**Tâche**
Rédigez la suite de l'article sur l'enquête de la CNDH consacrée aux cas de tortures, en commençant après sa dernière phrase.

**Extrait du texte**
Du surplace dans l’enquête de la CNDH sur les cas de tortures dans l’affaire Kpatcha Gnassingbé

 

Du surplace dans l’enquête de la CNDH, le dossier passé par perte et profit

Plus que la vérité sur le complot proprement dit, le procès dans l’affaire d’atteinte ou d’intention d’atteinte contre la sureté de l’Etat a beaucoup intéressé par les révélations tous azimuts de tortures et autres traitements cruels, inhumains et dégradants. Les inculpés avaient saisi l’occasion pour étaler sur la place publique les pires traitements qu’on leur a fait subir, qui à l’Agence nationale de renseignement (Anr), qui à la Gendarmerie. Plusieurs noms de bourreaux ont été cités, avec en tête de liste le Colonel Yotroféi Massina. Le président de la Cour à l’époque, Abalo Pétchélébia avait tout fait pour éviter leur comparution ; mais suite au procès, le gouvernement décida d’ouvrir une enquête judiciaire et la confia à la Commission nationale des droits de l’Homme (Cndh). On en est aujourd’hui à plus de trois (03) mois après cette décision. Mais Dieu seul sait si les Togolais auront un jour les résultats de ces investigations. Le dossier semble rangé dans les placards.

**Données sources**
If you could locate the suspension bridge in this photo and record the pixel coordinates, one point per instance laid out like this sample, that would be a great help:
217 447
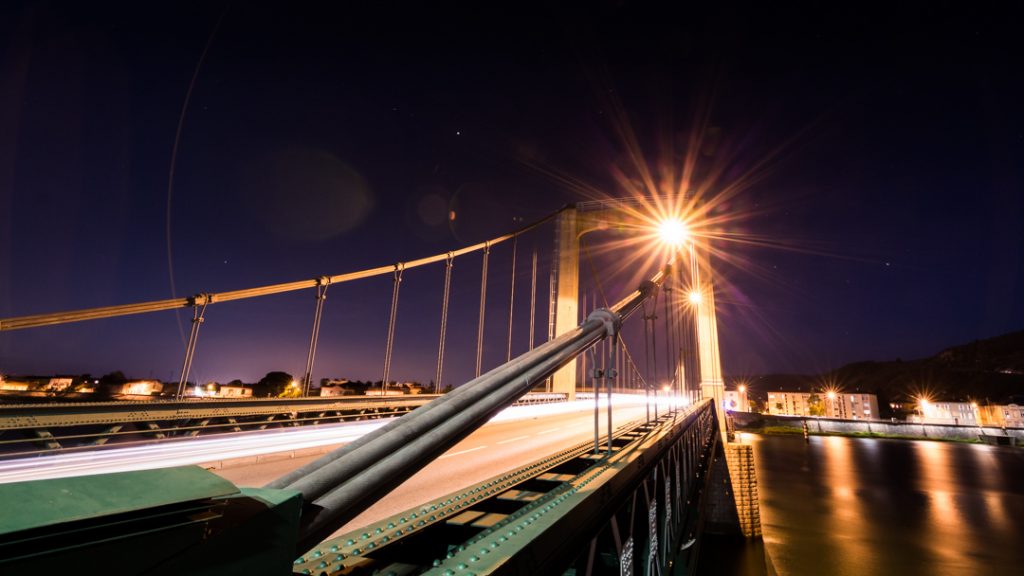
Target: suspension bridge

**Réponse**
En effet c’est par un communiqué en date du 18 septembre 2011, trois jours après le procès donc, que le gouvernement mandatait la structure de Kofi Kounte pour conduire les enquêtes sur des faits manifestement avérés. « Il a été donné de constater qu’au cours des auditions au Palais de justice, certains inculpés ont fait état de mauvais traitements et de divers sévices qu’ils auraient subis, au cours de la détention préventive. Face à la gravité de ces allégations, le Garde des Sceaux, ministre de la Justice, chargé des relations avec les institutions de la République, a décidé, sur instruction du chef de l’Etat et du gouvernement, de mandater la Commission Nationale des Droits de l’Homme (CNDH), afin qu’elle ouvre une enquête impartiale pour faire toute la lumière sur les faits allégés », dixit le communiqué.

A l’époque des voix s’étaient élevées pour condamner ce choix de la Cndh, qui se trouve être une structure étatique. Comme la branche togolaise de l’Action chrétienne pour l’abolition de la torture (ACAT-Togo) dirigée par Me Jil-Benoit Afangbédji. « …Confier une telle mission d’enquête sur de pires formes de traitements à la seule CNDH, ce n’est pas du tout bien. Car c’est une organisation étatique dont la ligne budgétaire est chaque année contenue dans la loi de finance de notre pays. Pour que le travail puisse se faire de façon indépendante, nous estimons qu’il y a lieu d’adjoindre à la CNDH, d’autres organisations opérant dans le domaine des droits de l’Homme de façon à avoir une commission spéciale. C’est à ce prix que le travail sera harmonieux et impartial », avait fustigé l’association dans une déclaration publique. C’était le même son de cloche du côté de la Ligue togolaise des droits de l’Homme (Ltdh) présidée par Me Raphaël Kpande-Adzare.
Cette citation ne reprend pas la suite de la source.